Work instructions>
Put the lines from the line with "Please examine the photo and determine if any river current" up to and including the line with "250 92 271 108" into a JSON list of strings, one string per line, leaving out blank lines.

■ ■ ■ ■ ■

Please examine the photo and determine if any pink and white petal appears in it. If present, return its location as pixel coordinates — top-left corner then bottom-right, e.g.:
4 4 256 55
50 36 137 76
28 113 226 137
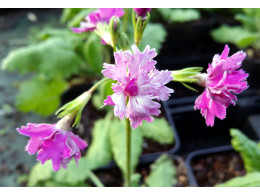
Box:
127 95 161 129
220 45 229 60
128 45 157 78
111 93 126 120
103 95 115 106
99 8 125 23
17 123 55 138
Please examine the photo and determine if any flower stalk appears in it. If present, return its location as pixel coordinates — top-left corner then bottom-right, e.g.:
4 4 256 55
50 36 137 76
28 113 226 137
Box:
89 170 105 187
125 118 131 187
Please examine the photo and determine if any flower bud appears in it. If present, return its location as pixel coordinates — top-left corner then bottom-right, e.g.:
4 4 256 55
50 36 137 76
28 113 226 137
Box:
118 32 129 51
55 91 92 127
109 16 120 46
132 11 150 46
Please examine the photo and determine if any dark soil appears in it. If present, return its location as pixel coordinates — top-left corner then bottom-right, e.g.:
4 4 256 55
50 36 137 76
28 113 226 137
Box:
191 151 246 187
88 156 189 187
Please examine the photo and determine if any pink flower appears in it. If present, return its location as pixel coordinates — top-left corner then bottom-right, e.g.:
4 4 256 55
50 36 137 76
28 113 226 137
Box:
72 8 124 33
134 8 151 17
194 45 248 126
102 45 173 128
17 123 87 171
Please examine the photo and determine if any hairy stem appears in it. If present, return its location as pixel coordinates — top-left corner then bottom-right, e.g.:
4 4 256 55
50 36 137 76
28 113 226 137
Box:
125 116 131 187
89 170 105 187
88 77 109 93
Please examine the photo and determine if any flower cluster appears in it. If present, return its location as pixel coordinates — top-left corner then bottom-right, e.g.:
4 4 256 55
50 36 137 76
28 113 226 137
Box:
194 45 248 126
72 8 124 33
102 45 173 128
17 123 87 171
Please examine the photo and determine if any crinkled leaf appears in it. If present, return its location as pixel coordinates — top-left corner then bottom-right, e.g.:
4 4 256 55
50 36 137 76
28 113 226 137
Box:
53 157 95 185
145 154 177 187
230 129 260 173
110 119 143 175
86 113 113 168
136 118 174 144
140 23 167 53
211 25 260 48
27 161 54 187
2 37 84 78
216 172 260 187
16 77 67 116
84 34 104 74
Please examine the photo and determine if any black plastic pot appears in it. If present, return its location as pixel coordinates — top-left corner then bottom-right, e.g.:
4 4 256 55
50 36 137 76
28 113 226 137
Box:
246 114 260 140
94 153 190 187
164 91 259 155
186 145 245 187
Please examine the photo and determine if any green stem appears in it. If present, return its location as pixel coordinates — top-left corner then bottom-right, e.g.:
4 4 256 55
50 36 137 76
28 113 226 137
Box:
125 118 131 187
89 170 105 187
88 77 109 93
123 8 129 33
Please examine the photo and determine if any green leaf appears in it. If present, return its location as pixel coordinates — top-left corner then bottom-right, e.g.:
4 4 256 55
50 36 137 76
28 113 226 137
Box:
92 79 116 110
216 172 260 187
86 113 113 168
67 8 92 28
235 13 257 31
44 180 90 187
211 25 260 48
84 34 104 74
16 77 67 116
145 154 177 187
169 9 200 22
135 118 174 144
27 161 54 187
110 119 143 175
157 8 200 22
140 23 167 53
2 37 84 78
53 157 95 185
60 8 82 24
230 129 260 173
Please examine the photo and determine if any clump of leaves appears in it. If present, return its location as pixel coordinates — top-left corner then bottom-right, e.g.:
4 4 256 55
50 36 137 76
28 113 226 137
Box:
25 112 176 187
211 8 260 50
2 21 110 116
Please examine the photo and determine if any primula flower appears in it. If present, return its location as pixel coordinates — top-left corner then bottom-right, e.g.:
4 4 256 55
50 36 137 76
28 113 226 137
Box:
194 45 248 126
134 8 151 18
72 8 124 33
102 45 173 128
17 123 87 171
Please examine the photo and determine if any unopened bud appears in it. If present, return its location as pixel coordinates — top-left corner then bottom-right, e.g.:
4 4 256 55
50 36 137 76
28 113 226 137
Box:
109 16 120 46
118 32 129 51
132 11 150 46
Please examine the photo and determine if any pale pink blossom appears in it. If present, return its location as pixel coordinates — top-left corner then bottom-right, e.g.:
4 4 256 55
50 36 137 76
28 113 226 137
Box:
17 123 87 171
102 45 173 128
134 8 151 17
194 45 248 126
72 8 124 33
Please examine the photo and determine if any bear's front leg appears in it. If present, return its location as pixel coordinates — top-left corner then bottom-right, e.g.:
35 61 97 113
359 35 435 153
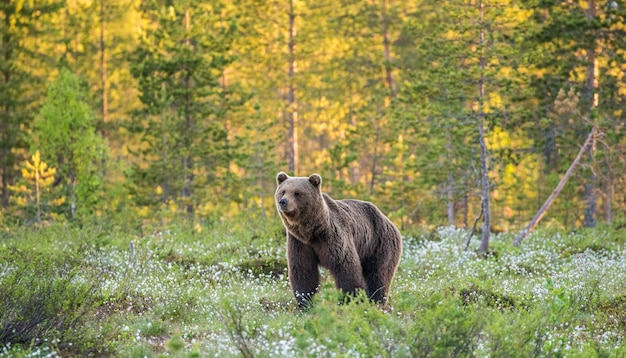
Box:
329 253 366 296
287 234 320 309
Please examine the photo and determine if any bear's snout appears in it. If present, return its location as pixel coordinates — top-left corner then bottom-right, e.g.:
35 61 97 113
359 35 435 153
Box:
278 198 289 211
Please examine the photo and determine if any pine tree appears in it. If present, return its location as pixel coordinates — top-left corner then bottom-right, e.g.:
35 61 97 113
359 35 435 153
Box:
0 0 62 207
131 1 246 218
32 68 106 219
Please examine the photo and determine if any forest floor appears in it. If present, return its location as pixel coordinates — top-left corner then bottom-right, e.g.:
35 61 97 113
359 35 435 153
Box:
0 221 626 357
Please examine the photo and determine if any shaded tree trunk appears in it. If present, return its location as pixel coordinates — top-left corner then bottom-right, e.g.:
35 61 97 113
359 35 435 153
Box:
513 127 596 246
478 1 491 253
583 0 598 227
287 0 298 174
100 0 109 138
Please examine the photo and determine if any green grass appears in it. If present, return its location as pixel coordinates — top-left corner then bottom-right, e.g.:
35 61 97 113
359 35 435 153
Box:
0 220 626 357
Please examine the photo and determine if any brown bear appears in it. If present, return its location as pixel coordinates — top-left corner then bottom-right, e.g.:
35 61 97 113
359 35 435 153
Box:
275 172 402 308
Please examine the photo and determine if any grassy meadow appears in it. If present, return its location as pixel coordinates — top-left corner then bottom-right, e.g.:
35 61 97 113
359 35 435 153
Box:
0 220 626 357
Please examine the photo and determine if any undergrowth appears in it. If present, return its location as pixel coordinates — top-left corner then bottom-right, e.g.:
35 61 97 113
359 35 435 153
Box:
0 221 626 357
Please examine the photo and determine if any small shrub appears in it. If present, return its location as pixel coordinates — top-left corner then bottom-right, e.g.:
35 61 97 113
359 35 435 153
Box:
0 255 99 352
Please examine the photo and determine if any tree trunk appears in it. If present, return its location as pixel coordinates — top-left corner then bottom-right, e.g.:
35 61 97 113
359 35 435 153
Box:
287 0 298 174
382 0 397 99
181 9 194 216
584 0 598 227
513 127 596 246
448 173 454 226
478 1 491 253
100 0 109 138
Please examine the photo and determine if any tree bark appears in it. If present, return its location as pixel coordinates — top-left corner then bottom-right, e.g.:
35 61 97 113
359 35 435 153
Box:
100 0 109 138
584 0 598 227
382 0 397 99
478 1 491 253
513 127 597 246
287 0 298 174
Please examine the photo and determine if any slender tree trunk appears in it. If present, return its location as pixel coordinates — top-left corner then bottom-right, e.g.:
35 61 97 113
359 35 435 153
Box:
0 0 15 208
382 0 397 99
181 9 194 216
513 127 596 246
584 0 598 227
447 173 454 226
369 125 381 196
35 163 41 224
606 158 613 225
287 0 298 174
478 1 491 253
100 0 109 138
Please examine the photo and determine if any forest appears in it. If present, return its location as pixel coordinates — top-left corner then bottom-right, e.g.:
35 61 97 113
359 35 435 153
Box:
0 0 626 238
0 0 626 357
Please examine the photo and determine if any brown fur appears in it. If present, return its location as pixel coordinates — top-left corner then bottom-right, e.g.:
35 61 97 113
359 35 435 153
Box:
275 172 402 307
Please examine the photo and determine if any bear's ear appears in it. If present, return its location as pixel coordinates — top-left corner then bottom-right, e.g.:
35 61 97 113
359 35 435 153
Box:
276 172 289 185
309 173 322 187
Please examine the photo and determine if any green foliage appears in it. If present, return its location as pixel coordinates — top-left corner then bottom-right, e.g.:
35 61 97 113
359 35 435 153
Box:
31 68 106 219
0 222 626 357
0 248 106 354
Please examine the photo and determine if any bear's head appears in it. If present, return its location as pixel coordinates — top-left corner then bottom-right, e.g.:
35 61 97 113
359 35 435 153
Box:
274 172 325 222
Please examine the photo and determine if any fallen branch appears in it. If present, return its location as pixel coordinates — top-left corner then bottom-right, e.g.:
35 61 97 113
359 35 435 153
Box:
513 127 597 246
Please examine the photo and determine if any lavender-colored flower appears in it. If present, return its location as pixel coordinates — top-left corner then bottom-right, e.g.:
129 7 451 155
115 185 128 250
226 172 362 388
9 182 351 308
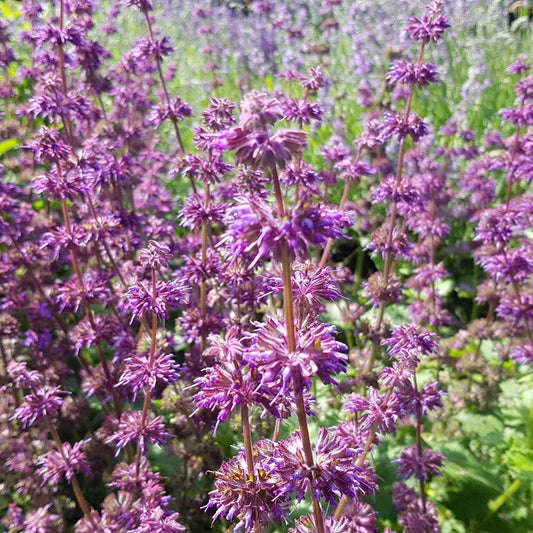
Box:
383 324 437 368
56 271 110 312
407 0 450 43
379 111 429 143
387 59 439 87
126 279 187 320
392 483 440 533
20 503 60 533
398 444 444 481
282 98 324 124
139 240 172 270
121 0 154 13
27 126 72 163
11 385 64 427
6 359 44 389
40 223 90 261
278 428 377 505
106 411 169 455
505 55 531 74
109 456 161 494
207 440 288 531
511 343 533 365
239 90 283 130
176 154 233 184
344 388 400 433
202 98 235 131
251 318 347 397
37 440 91 484
268 261 341 319
363 271 403 307
217 127 307 168
289 515 354 533
117 350 179 401
219 198 353 268
396 381 443 417
131 37 175 61
147 96 192 128
181 194 228 229
130 506 187 533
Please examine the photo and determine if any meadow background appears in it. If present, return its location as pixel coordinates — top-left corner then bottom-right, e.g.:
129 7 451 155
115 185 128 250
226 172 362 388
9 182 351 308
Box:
0 0 533 533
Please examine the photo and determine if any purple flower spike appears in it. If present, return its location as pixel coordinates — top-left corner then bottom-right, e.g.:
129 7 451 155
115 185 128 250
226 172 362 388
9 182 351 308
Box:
11 385 64 427
37 440 91 484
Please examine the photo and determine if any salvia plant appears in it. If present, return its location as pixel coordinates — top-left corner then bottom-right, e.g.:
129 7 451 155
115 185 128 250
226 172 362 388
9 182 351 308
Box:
0 0 533 533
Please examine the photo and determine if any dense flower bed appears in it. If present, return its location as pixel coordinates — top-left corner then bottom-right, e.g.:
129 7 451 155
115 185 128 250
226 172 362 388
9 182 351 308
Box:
0 0 533 533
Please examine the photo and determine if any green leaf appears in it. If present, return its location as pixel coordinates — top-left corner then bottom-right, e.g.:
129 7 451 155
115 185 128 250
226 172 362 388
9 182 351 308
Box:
456 411 503 438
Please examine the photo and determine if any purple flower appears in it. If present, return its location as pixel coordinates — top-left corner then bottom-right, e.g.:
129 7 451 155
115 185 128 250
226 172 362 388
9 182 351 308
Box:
387 59 439 87
106 411 169 455
202 97 235 131
217 127 307 168
363 272 403 307
126 279 187 320
22 503 60 533
131 37 175 61
147 96 192 128
117 351 179 401
239 90 283 130
511 343 533 365
282 98 324 124
251 318 347 397
407 0 450 43
505 55 531 74
289 515 352 533
207 440 288 531
56 271 110 312
383 324 438 368
379 111 429 142
121 0 153 13
398 444 444 481
344 388 400 433
181 194 228 229
278 428 377 505
11 385 64 427
139 240 172 270
130 506 187 533
37 440 91 485
28 126 73 163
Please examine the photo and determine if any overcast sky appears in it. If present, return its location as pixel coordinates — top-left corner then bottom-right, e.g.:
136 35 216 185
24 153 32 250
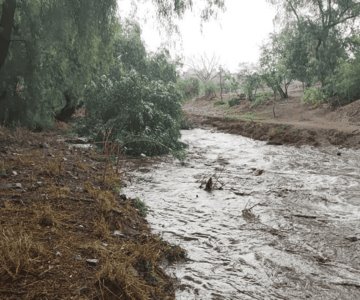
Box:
118 0 275 71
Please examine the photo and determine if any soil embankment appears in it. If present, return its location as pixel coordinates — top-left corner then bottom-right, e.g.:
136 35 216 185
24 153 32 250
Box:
0 128 184 299
184 91 360 148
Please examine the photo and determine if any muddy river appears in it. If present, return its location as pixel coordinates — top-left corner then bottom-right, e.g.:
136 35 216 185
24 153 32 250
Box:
126 129 360 299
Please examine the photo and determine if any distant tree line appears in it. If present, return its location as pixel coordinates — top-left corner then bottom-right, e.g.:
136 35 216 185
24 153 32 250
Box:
0 0 223 154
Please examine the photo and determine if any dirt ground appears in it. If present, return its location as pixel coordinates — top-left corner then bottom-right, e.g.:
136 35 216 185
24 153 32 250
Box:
0 128 185 299
184 87 360 148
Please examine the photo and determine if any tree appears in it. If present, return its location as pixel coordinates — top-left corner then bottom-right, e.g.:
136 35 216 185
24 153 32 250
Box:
269 0 360 86
188 53 219 82
0 0 223 128
238 64 261 101
0 0 16 69
260 34 293 98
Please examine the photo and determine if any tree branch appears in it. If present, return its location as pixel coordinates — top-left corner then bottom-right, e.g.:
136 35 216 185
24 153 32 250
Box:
0 0 16 69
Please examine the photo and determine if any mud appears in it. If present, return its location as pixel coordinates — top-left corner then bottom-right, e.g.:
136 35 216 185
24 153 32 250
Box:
126 129 360 299
187 114 360 149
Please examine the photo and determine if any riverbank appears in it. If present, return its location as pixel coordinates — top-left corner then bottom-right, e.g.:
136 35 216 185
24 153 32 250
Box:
0 128 185 299
184 91 360 149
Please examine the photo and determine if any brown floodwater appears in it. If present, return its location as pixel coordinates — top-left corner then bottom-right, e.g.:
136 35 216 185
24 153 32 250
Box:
125 129 360 299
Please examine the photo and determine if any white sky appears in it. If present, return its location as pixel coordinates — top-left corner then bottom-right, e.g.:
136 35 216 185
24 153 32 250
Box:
118 0 276 71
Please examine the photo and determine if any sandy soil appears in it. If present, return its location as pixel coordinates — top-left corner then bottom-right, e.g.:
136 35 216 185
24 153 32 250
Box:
184 88 360 148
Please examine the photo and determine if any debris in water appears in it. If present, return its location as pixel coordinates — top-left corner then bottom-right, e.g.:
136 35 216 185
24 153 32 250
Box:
205 177 213 192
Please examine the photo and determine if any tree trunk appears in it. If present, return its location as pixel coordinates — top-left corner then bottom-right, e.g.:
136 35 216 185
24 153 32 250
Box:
0 0 16 69
55 91 76 122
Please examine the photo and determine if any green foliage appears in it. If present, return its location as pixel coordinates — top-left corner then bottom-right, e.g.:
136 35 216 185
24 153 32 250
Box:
268 0 360 94
83 71 182 155
0 0 116 128
228 98 240 107
250 92 272 108
204 81 217 98
214 100 226 106
332 53 360 103
241 72 261 101
178 77 200 100
303 87 326 106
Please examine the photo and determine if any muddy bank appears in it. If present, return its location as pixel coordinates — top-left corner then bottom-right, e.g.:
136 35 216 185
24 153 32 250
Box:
0 128 184 299
186 112 360 149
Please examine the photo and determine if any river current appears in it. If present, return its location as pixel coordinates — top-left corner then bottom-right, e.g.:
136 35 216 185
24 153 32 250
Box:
125 129 360 299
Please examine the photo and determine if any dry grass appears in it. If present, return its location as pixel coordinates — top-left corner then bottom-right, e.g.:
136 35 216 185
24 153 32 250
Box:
0 229 45 280
0 128 184 299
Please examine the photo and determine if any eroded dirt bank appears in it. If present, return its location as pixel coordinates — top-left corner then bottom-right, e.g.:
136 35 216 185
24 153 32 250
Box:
0 128 184 299
184 97 360 149
127 129 360 300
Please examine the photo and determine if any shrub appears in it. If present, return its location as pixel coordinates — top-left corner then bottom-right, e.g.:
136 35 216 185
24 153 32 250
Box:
81 71 183 155
214 100 226 106
303 87 326 105
178 78 200 100
204 81 216 98
332 54 360 103
228 98 240 107
250 92 271 108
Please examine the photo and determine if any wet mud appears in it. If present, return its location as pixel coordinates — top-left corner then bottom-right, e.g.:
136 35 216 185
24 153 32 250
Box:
126 129 360 299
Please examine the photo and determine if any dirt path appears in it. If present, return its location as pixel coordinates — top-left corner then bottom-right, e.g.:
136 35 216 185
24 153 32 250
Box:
184 91 360 148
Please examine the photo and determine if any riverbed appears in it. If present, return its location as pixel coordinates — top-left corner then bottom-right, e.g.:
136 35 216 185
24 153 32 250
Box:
125 129 360 299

■ ■ ■ ■ ■

Answer to this exercise>
[
  "Please examine the photo and determine if any river current appears in it. If present, return its location as pixel coordinates — top-left corner then bottom-right, e.g.:",
  "136 35 216 185",
  "24 153 32 250",
  "Box:",
  "125 129 360 299",
  "Please examine the photo and determine if any dry grass appears in it. If present, return its location as pixel coordinates — top-left corner then bottom-right, e.g.:",
  "136 35 216 185",
  "24 153 32 250",
  "Box:",
  "0 229 45 280",
  "0 128 184 299",
  "Please examine the photo and determine if any eroded dirt bank appears in it. If present, return its location as pixel coordinates — top-left corner then bottom-right, e.g.:",
  "136 35 216 185",
  "24 153 32 250",
  "Box:",
  "0 128 184 299",
  "184 97 360 149",
  "127 129 360 300",
  "Please examine the photo and determine if any shrub appears in it. If present, return its location as pixel coordinates — top-left corner then bottom-right, e.g.:",
  "136 35 216 185",
  "24 153 32 250",
  "Box:",
  "81 71 183 155",
  "214 100 226 106",
  "303 87 326 105",
  "178 78 200 100",
  "204 81 216 98",
  "332 54 360 103",
  "228 98 240 107",
  "250 92 271 108"
]